**Action item:** Which of the lines below contain the string "positive"? Copy each one.

[[ Provided data open ]]

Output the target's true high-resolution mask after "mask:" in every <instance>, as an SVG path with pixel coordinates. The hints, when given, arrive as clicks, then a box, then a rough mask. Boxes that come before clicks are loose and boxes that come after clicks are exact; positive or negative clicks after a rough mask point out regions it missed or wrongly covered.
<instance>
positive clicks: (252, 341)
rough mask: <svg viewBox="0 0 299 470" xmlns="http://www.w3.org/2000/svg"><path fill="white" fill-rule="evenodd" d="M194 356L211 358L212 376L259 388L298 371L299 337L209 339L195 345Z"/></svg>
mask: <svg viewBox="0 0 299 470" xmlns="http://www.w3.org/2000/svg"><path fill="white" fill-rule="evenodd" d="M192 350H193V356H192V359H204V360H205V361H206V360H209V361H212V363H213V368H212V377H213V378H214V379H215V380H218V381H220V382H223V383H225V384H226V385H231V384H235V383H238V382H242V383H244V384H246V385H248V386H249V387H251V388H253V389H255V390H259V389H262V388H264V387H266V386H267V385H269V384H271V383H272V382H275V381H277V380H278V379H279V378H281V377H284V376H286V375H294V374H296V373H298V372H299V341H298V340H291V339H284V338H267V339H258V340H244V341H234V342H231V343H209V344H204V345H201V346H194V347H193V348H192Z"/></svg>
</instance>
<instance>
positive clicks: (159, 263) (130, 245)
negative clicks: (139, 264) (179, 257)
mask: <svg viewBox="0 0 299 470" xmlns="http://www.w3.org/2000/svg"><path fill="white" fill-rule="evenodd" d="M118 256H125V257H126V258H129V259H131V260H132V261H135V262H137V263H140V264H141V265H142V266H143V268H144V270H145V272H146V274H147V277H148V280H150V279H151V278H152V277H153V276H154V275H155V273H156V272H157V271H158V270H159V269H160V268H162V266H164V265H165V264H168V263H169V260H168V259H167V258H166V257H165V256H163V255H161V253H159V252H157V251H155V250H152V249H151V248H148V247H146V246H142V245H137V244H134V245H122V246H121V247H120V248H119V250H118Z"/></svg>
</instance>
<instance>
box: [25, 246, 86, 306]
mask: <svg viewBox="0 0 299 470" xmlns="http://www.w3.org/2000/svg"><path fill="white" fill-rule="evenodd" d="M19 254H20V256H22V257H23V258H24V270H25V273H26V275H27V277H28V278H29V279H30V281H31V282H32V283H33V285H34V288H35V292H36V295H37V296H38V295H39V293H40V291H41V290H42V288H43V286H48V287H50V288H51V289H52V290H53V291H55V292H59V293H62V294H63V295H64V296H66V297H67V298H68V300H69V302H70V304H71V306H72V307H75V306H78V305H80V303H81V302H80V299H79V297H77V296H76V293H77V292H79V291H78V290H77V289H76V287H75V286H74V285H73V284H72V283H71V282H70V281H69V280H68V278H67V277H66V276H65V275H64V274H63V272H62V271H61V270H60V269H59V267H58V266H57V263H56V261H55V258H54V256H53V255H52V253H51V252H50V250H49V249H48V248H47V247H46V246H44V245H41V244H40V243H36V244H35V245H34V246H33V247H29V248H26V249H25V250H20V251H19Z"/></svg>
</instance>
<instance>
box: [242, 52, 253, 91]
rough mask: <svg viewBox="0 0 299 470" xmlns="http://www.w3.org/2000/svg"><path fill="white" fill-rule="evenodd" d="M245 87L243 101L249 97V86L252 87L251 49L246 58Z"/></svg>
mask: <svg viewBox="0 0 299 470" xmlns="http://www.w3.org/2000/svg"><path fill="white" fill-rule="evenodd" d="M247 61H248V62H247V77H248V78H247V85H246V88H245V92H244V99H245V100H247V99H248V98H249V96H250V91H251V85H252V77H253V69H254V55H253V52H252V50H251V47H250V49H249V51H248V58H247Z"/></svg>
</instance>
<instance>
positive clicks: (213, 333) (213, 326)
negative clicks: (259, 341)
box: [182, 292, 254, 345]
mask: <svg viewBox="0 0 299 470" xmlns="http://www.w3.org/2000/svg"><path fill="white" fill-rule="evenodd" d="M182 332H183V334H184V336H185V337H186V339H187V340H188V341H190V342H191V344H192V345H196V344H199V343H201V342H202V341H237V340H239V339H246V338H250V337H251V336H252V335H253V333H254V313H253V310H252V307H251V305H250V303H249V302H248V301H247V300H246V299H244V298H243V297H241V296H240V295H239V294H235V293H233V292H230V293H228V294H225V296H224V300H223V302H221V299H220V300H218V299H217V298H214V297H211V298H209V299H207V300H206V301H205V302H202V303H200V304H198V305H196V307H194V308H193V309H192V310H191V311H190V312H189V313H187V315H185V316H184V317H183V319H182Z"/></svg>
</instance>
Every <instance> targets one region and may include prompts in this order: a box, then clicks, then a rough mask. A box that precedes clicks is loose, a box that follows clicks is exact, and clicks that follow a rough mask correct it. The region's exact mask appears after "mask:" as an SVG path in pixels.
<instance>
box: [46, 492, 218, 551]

[[ Provided data closed ]]
[[ Provided data open ]]

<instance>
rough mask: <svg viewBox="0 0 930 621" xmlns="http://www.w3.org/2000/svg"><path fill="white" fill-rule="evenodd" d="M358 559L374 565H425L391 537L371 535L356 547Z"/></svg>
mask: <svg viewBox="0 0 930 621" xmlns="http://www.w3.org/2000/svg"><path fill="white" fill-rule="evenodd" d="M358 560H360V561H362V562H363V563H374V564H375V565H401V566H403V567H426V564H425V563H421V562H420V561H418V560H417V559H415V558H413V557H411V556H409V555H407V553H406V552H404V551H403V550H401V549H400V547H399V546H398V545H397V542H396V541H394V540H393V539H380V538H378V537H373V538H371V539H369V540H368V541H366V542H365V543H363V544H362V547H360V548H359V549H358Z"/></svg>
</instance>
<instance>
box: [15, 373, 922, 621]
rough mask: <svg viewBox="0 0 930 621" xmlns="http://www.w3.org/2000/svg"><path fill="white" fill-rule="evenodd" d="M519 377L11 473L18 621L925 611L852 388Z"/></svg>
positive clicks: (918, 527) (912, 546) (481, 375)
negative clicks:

[[ Provided data closed ]]

**Answer:**
Output the target's true high-resolution mask after "mask:" in every <instance>, as an SVG path with pixel coordinates. The hints, when given, arrive as clicks, then a box, then a rough mask. Boxes that come before clicks are loose and boxes that come after clicks are exact; positive or negative clicks after a rough mask point out regions it missed or wrongly covered.
positive clicks: (252, 341)
positive clicks: (159, 263) (130, 245)
positive clicks: (213, 333) (213, 326)
positive clicks: (918, 527) (912, 546) (481, 375)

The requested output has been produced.